**ASSIGNMENT**
Set down each record below exactly as it stands. Pictures are not part of the copy.

**DATASET RECORDS**
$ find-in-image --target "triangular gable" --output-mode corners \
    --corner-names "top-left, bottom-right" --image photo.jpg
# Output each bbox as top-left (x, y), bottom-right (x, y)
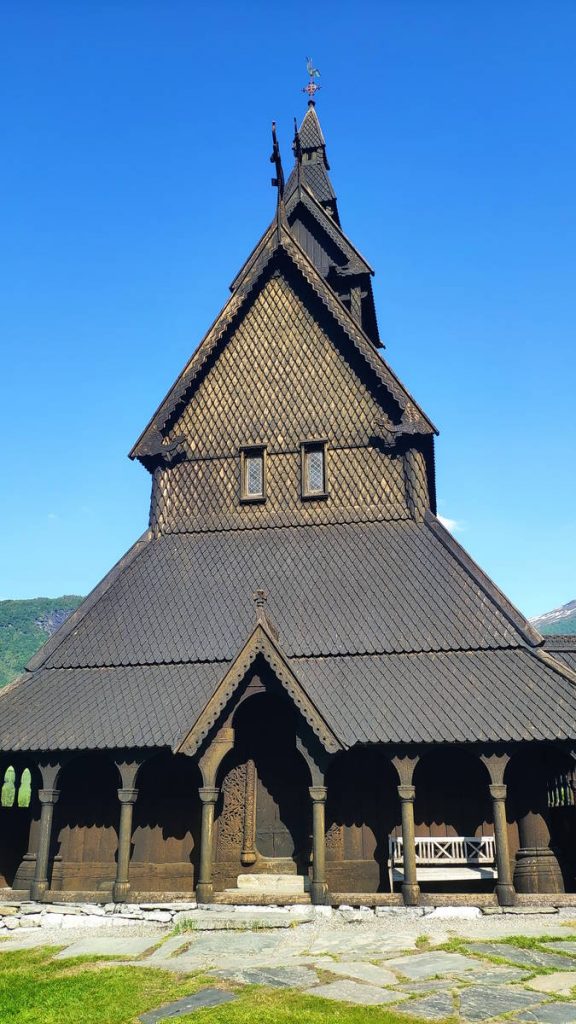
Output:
top-left (286, 183), bottom-right (374, 273)
top-left (130, 217), bottom-right (436, 462)
top-left (175, 623), bottom-right (342, 756)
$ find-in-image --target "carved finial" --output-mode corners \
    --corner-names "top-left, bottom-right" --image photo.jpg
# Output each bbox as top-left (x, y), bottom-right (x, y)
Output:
top-left (303, 57), bottom-right (321, 102)
top-left (252, 588), bottom-right (279, 640)
top-left (253, 588), bottom-right (268, 617)
top-left (270, 122), bottom-right (285, 199)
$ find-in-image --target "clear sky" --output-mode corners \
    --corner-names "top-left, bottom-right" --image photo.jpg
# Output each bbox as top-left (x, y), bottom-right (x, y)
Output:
top-left (1, 1), bottom-right (574, 618)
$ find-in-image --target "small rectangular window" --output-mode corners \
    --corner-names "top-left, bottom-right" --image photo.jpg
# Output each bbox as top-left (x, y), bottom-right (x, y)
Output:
top-left (240, 446), bottom-right (266, 502)
top-left (301, 441), bottom-right (328, 499)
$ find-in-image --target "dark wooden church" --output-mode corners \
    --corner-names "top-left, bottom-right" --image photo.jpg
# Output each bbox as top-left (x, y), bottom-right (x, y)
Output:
top-left (2, 101), bottom-right (576, 908)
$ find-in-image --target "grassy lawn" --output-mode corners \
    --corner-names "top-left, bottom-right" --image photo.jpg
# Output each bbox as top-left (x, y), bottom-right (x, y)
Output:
top-left (0, 947), bottom-right (451, 1024)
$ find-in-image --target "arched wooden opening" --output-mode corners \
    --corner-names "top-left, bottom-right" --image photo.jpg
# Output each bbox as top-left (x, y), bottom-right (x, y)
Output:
top-left (413, 748), bottom-right (492, 894)
top-left (506, 745), bottom-right (575, 894)
top-left (0, 760), bottom-right (40, 890)
top-left (325, 748), bottom-right (399, 893)
top-left (131, 752), bottom-right (202, 894)
top-left (53, 753), bottom-right (120, 893)
top-left (214, 692), bottom-right (312, 892)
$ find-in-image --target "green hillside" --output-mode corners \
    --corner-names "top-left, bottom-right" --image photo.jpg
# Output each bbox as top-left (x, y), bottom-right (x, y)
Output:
top-left (0, 596), bottom-right (83, 689)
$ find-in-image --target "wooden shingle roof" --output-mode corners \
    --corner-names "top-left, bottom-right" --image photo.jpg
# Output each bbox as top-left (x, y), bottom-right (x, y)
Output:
top-left (2, 515), bottom-right (575, 752)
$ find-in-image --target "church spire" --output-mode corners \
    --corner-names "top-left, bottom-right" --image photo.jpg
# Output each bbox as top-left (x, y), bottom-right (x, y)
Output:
top-left (285, 100), bottom-right (340, 225)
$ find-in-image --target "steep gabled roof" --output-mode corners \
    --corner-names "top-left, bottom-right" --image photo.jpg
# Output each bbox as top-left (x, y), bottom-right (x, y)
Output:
top-left (3, 512), bottom-right (576, 752)
top-left (130, 216), bottom-right (435, 464)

**EXPECTED OUTPUT**
$ find-in-image --target "triangular gable" --output-mode corners \
    --corner-names "top-left, bottom-right" --image photo.jpg
# Output each bbox as top-left (x, y), bottom-right (x, y)
Output:
top-left (286, 183), bottom-right (374, 273)
top-left (130, 217), bottom-right (436, 462)
top-left (175, 623), bottom-right (342, 756)
$ find-in-image --target "carved finial" --output-mode corners \
    --corner-names "top-left, bottom-right" --image photo.jpg
# Output each bbox as top-left (x, y), bottom-right (x, y)
Output:
top-left (303, 57), bottom-right (321, 102)
top-left (252, 588), bottom-right (279, 640)
top-left (253, 588), bottom-right (268, 617)
top-left (270, 122), bottom-right (285, 199)
$ find-in-image --target "clear sky" --output-mode corners \
    --corner-names "top-left, bottom-right" --image photo.jpg
# Output each bbox as top-left (x, y), bottom-right (x, y)
Output:
top-left (1, 1), bottom-right (574, 618)
$ find-in-image --target "small rectangular window" --output-mode corners \
    --corner-names "top-left, bottom-right" --image photo.jpg
# Output each bbox as top-left (x, y), bottom-right (x, y)
Output:
top-left (240, 446), bottom-right (266, 502)
top-left (301, 441), bottom-right (328, 499)
$ find-in-image --target "dark wooden church" --output-mode corners \
    --corner-names "top-left, bottom-right" --image photo.jpg
# Output each bbox as top-left (x, y), bottom-right (x, y)
Output:
top-left (2, 101), bottom-right (576, 908)
$ find-in-image --target "grassy lawn" --output-mode corners \
    --corner-names "top-left, bottom-right" --image photo.jpg
# Output each bbox as top-left (x, y), bottom-right (x, y)
Output:
top-left (0, 947), bottom-right (451, 1024)
$ find-in-image --target "arched wooden opening" --output-mode corners \
    --corner-names "top-left, bottom-right" --image photo.jpg
# Output each bbox as top-left (x, y), bottom-right (x, y)
Output:
top-left (413, 748), bottom-right (492, 894)
top-left (506, 745), bottom-right (575, 894)
top-left (0, 760), bottom-right (40, 890)
top-left (325, 748), bottom-right (399, 893)
top-left (131, 752), bottom-right (202, 894)
top-left (53, 753), bottom-right (120, 893)
top-left (214, 692), bottom-right (312, 892)
$ find-in-image --target "green hillside" --output-mode corners \
    --corner-names "top-left, bottom-right" --image photo.jpg
# Output each bbox as top-left (x, y), bottom-right (x, y)
Output:
top-left (0, 596), bottom-right (83, 689)
$ find-in-image --target "wooden shingle roof" --output-mode corners \
    --corner-names "top-left, bottom-right" --image photo.jpg
# Output each bbox as top-left (x, y), bottom-right (x, y)
Output:
top-left (2, 515), bottom-right (575, 752)
$ find-in-image --target "church spire" --output-mode corners \
    --corner-names "top-left, bottom-right" --image photo.jpg
# Output each bbox as top-left (x, y), bottom-right (x, y)
Output:
top-left (285, 100), bottom-right (340, 225)
$ find-in-image --target "steep gabled roof" --output-mode corners \
    --corner-names "top-left, bottom-right" --image photo.jpg
# Output each bbox as top-left (x, y), bottom-right (x, y)
Output:
top-left (3, 512), bottom-right (576, 752)
top-left (130, 216), bottom-right (435, 464)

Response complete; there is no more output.